Extract provided -
Understand variability of COVID-19 through population and tissue variations in expression of SARS-CoV-2 host genes

Inform Med Unlocked. 2020;21:100443. doi: 10.1016/j.imu.2020.100443. Epub 2020 Oct 12.


An urgent question of coronavirus disease 2019 (COVID-19) is population variation in susceptibility to SARS-CoV-2 infection and symptom severity. We explore the expression profiles of SARS-CoV-2 host genes, their population variations, associated genetic variants, age- and sex-dependency in normal individuals. SARS-CoV-2 host genes are provisionally defined as the human genes that are experimentally validated or bioinformatically predicted to interact with SARS-CoV-2 proteins. Genes exhibiting most variable expression include ACE2, CLEC4G, CLEC4M, CD209 (interact with the SARS-CoV-2 spike protein); REEP6 (a receptor accessory protein expressed in the olfactory epithelium); SLC27A2 and PKP2 (inhibit virus replication); and PTGS2 (mediates fever response). SNP rs4804803, associated with SARS severity, affects expression of CLEC4G and CD209. Genetic variants of proteases associated with SARS-CoV-2 entry (TMPRSS2, CTSB, and CTSL) are strongly associated with their expression variation, suggesting a genetic contribution to phenotypic variations in multiple organs upon virus attack. The most significant age-dependent gene is ACE2, the cellular receptor of SARS-CoV-2. Others include TGF-β family member GDF15, mediating inflammation, and VKORC1, possibly explaining vitamin K deficiency in COVID-19. TIMM10 and ERGIC1 exhibit significant sex differences. In summary, our results show genetic and multiple biological variables may underlie the population variation in SARS-CoV-2 infection and symptom severity.

Keywords: COVID-19; Expression variation; Genetic variants; Host genes; Perturbagens; SARS-CoV-2; Transcriptome.

What you are asked to do -
Answer these questions using the abstract on SARS-CoV-2 host genes:
1. Which SNP is reported as associated with SARS severity, and the expression of which genes does it affect?
2. What is named as the most significant age-dependent gene?
3. Which genes exhibit significant sex differences?
The listing that comes next is separate material and is unrelated to the abstract.

Data listing -
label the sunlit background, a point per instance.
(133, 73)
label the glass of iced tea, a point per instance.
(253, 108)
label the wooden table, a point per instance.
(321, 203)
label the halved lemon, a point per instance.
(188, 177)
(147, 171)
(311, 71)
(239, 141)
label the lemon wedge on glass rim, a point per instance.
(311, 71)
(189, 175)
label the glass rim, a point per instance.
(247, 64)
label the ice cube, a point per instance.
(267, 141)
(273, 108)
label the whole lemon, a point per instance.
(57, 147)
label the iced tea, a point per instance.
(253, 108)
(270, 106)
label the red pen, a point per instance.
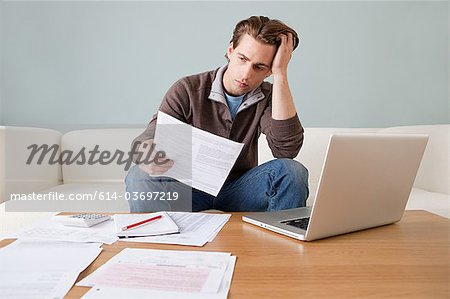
(141, 222)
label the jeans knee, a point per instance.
(293, 169)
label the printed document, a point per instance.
(51, 229)
(196, 229)
(43, 269)
(163, 226)
(100, 291)
(162, 270)
(201, 159)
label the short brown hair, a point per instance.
(263, 29)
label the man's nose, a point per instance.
(247, 72)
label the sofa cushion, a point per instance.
(437, 203)
(434, 171)
(16, 176)
(111, 140)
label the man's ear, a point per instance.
(230, 50)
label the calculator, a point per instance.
(84, 220)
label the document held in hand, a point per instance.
(157, 226)
(201, 159)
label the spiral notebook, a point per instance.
(162, 226)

Output below -
1. SNP rs4804803, which affects the expression of CLEC4G and CD209.
2. ACE2, the cellular receptor of SARS-CoV-2.
3. TIMM10 and ERGIC1.